### DIRECTION
Reproduce all of the following material word for word, leaving out the pictures.
--- START OF SUPPLIED RECORDS ---
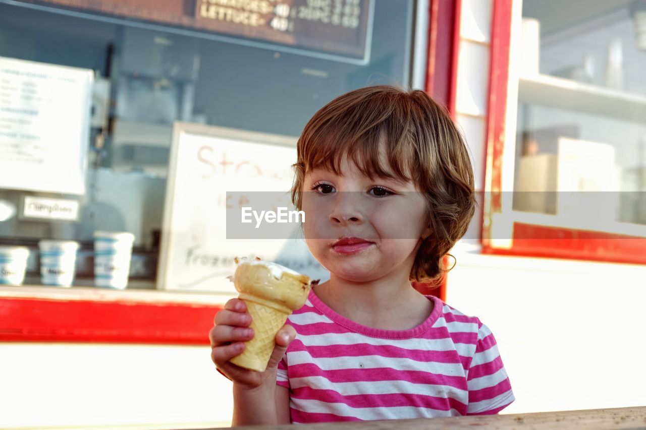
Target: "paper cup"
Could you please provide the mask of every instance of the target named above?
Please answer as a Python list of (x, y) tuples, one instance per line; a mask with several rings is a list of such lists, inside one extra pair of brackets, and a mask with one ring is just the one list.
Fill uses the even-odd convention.
[(123, 289), (128, 285), (134, 235), (125, 232), (94, 232), (94, 285)]
[(76, 251), (79, 243), (73, 240), (41, 240), (41, 282), (46, 285), (71, 287), (74, 280)]
[(28, 257), (26, 247), (0, 247), (0, 284), (22, 285)]

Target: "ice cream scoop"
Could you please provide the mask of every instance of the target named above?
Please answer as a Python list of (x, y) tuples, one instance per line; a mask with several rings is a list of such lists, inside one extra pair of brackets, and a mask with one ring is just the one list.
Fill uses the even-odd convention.
[(238, 298), (247, 304), (251, 316), (254, 336), (245, 343), (245, 350), (231, 360), (235, 365), (262, 372), (271, 356), (276, 334), (287, 316), (300, 308), (312, 286), (309, 278), (287, 267), (256, 259), (236, 259), (233, 276)]

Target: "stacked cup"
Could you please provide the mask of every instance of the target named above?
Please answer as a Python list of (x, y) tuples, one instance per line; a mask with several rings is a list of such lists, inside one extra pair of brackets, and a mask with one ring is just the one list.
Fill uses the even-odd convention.
[(134, 235), (126, 232), (94, 232), (94, 284), (123, 289), (128, 285)]
[(73, 240), (41, 240), (41, 282), (46, 285), (71, 287), (74, 280), (76, 251), (79, 243)]
[(0, 284), (22, 285), (28, 258), (26, 247), (0, 247)]

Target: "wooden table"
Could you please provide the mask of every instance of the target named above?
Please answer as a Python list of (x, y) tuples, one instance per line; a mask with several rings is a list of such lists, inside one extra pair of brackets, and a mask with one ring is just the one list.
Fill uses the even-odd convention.
[(249, 430), (426, 430), (474, 429), (646, 429), (646, 406), (585, 411), (393, 420), (309, 425), (253, 425)]

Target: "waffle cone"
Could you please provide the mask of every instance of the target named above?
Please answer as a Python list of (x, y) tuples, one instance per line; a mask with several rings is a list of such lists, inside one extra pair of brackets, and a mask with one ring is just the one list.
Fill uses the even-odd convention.
[(242, 299), (251, 316), (253, 338), (245, 342), (244, 351), (231, 362), (241, 367), (264, 372), (274, 350), (276, 333), (285, 324), (289, 314), (254, 301), (255, 298), (257, 298)]
[(276, 334), (292, 311), (305, 303), (311, 283), (305, 275), (284, 272), (278, 279), (266, 265), (248, 263), (238, 265), (233, 282), (251, 316), (254, 336), (245, 342), (242, 353), (230, 361), (263, 372), (274, 350)]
--- END OF SUPPLIED RECORDS ---
### SOLUTION TO THIS TASK
Target: "paper cup"
Could you please provide the mask of every instance of the target named above?
Please answer as a Python list of (x, y) tuples, one instance per line; a mask with several rings is a list of such lists, inside one extra pair of brackets, and a mask with one ring is just the one list.
Fill uses the even-odd convention.
[(123, 289), (128, 285), (134, 235), (125, 232), (94, 232), (94, 285)]
[(76, 251), (79, 243), (73, 240), (41, 240), (41, 282), (46, 285), (71, 287), (74, 280)]
[(28, 257), (26, 247), (0, 247), (0, 284), (22, 285)]

Target: "ice cream scoop"
Could you please provide the mask of every instance of the target named above?
Please answer as a Python list of (x, y) tuples, one instance per line; a mask with several rings is a list of such lists, inside one extra pair of brackets, and a mask with one ring is just the one list.
Fill uses the even-odd convention.
[(238, 298), (247, 304), (251, 316), (254, 336), (245, 343), (245, 350), (231, 360), (235, 365), (262, 372), (271, 356), (276, 334), (287, 316), (300, 308), (312, 286), (309, 278), (287, 267), (256, 259), (236, 259), (233, 276)]

Target: "stacked cup"
Could you please provide the mask of every instance of the target named above?
Please answer as a Python list of (x, y) tuples, one instance per line; a mask with several rings is a list of such lists, inside one extra pair of brackets, and a mask with one ring is just the one list.
Fill uses the even-odd convention.
[(134, 235), (126, 232), (94, 232), (94, 284), (123, 289), (128, 285)]
[(73, 240), (41, 240), (41, 282), (46, 285), (71, 287), (74, 280), (76, 251), (79, 243)]
[(0, 284), (22, 285), (28, 258), (26, 247), (0, 247)]

Target: "wooden table"
Could you please provide the mask of every instance of the target named above?
Please answer as a Python list of (x, y) tuples, one instance per line; a mask with several rings is a list of such lists, inside one extra pair of brackets, and a mask with one ring is just the one list.
Fill uses the even-odd convention.
[(249, 430), (426, 430), (474, 429), (646, 429), (646, 406), (585, 411), (393, 420), (309, 425), (253, 425)]

Target: "waffle cone"
Could you please provide the mask of every instance of the target named above?
Please answer as a Python list of (x, y) tuples, one instance per line; a mask with several rings is a list of such lists, inside one extra pair of brackets, and a mask with one ring is just the one list.
Fill uses the even-odd convention.
[(242, 299), (251, 316), (253, 338), (245, 342), (244, 351), (231, 362), (241, 367), (264, 372), (274, 350), (276, 333), (285, 324), (289, 314), (254, 301), (255, 298), (257, 298)]
[(276, 334), (292, 311), (305, 303), (311, 283), (305, 275), (284, 272), (278, 279), (266, 265), (248, 263), (238, 265), (233, 282), (251, 316), (254, 336), (245, 342), (242, 353), (230, 361), (263, 372), (274, 350)]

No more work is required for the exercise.